§ **Task to carry out**: Can you print everything in the Antarctic ice sheet text from "Who: 4 students" down to "et al., 2003)."?

§ **Text under study**:
"""

In contrast, in East Antarctica the majority of the ice rests on stable craton and thus was considered unlikely to contribute to sea level rise in the next few centuries, if not millennia. However, recent research suggests that this is not the case. East Antarctic ice sheets are more unstable and susceptible to melting than previously thought. Examination of International Ocean Discovery Program Drilling (IODP) cores from Wilkes Land and other areas of East Antarctica, also showed considerable and unpredicted Pliocene melting (e.g. Williams et al., 2010, Cook et al., 2014).
In this project we will look for evidence of ice sheet collapse and stability at three IODP Sites (695, 696, and 697) in the Jane Basin, south of the South Orkney Microcontinent. This area, also known as Ice Berg Alley, collects sediment from east and west Antarctica as currents and ice bergs exit the Weddell Sea and join the world’s oceans.
*NOTE; There’s no such condition as “average rise” Tamisiea and Mitrovica. 2011.
When: June 18- July 2 – College Station, TX (IODP/TAMU)
July 2- July 15 – Middletown, CT (Wesleyan)
Where: 2 weeks in College Station, TX (International Ocean Discovery Program); 2 weeks in Middletown, CT (Wesleyan University)
Who: 4 students and two mentors, Dr. Suzanne OConnell (Wesleyan University) and Dr. Joseph Ortiz (Kent State University) (Ortiz will participate in Middletown during the third week of the program.)
Figure 1. Modern bathymetric and oceanographic features of the northeastern Weddell and Scotia Seas. Solid red arrows show Weddell Sea Deep Water (WSDW), dense water above 4000m and Weddell Sea Bottom Water (WSBW), dense water deeper than 4000 m, exiting the Weddell Sea, joining Antarctic Circumpolar Current (ACC) and forming Antarctic Bottom Water (AABW). Yellow box (JB = Jane Basin) shows location of transect of ODP cores, PB = Powell Basin. (from Maldonado et al., 2003).

"""

§ **Extracted information**:
"""

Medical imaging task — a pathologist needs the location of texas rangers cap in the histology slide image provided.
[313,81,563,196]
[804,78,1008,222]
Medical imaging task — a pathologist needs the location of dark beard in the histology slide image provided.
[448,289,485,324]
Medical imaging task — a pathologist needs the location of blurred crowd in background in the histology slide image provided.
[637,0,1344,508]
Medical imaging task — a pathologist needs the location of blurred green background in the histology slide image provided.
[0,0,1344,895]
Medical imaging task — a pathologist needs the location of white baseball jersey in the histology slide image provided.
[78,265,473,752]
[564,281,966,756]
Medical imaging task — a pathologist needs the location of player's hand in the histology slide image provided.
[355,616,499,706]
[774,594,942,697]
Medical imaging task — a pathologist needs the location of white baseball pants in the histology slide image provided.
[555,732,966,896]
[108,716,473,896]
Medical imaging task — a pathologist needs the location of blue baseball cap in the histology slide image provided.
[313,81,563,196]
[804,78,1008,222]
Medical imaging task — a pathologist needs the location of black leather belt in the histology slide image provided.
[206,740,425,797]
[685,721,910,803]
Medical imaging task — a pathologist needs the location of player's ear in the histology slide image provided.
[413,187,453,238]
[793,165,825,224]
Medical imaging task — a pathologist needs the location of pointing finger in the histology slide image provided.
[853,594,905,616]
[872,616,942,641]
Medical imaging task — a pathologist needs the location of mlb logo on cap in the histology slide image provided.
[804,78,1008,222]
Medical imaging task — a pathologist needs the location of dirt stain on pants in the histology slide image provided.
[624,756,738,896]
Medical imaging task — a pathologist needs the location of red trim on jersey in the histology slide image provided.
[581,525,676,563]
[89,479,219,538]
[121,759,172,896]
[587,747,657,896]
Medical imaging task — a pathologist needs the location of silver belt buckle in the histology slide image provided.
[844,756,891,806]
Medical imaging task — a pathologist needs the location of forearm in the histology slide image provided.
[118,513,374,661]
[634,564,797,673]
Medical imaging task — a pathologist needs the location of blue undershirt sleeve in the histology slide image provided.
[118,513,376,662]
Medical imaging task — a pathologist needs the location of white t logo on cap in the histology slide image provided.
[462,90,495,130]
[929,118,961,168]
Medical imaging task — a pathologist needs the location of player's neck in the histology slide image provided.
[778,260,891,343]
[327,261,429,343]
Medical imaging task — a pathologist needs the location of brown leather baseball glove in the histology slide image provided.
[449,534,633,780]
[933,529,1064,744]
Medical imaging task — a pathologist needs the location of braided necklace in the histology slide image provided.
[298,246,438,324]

"""

§ **Solution to this exercise**:
Who: 4 students and two mentors, Dr. Suzanne OConnell (Wesleyan University) and Dr. Joseph Ortiz (Kent State University) (Ortiz will participate in Middletown during the third week of the program.)
Figure 1. Modern bathymetric and oceanographic features of the northeastern Weddell and Scotia Seas. Solid red arrows show Weddell Sea Deep Water (WSDW), dense water above 4000m and Weddell Sea Bottom Water (WSBW), dense water deeper than 4000 m, exiting the Weddell Sea, joining Antarctic Circumpolar Current (ACC) and forming Antarctic Bottom Water (AABW). Yellow box (JB = Jane Basin) shows location of transect of ODP cores, PB = Powell Basin. (from Maldonado et al., 2003).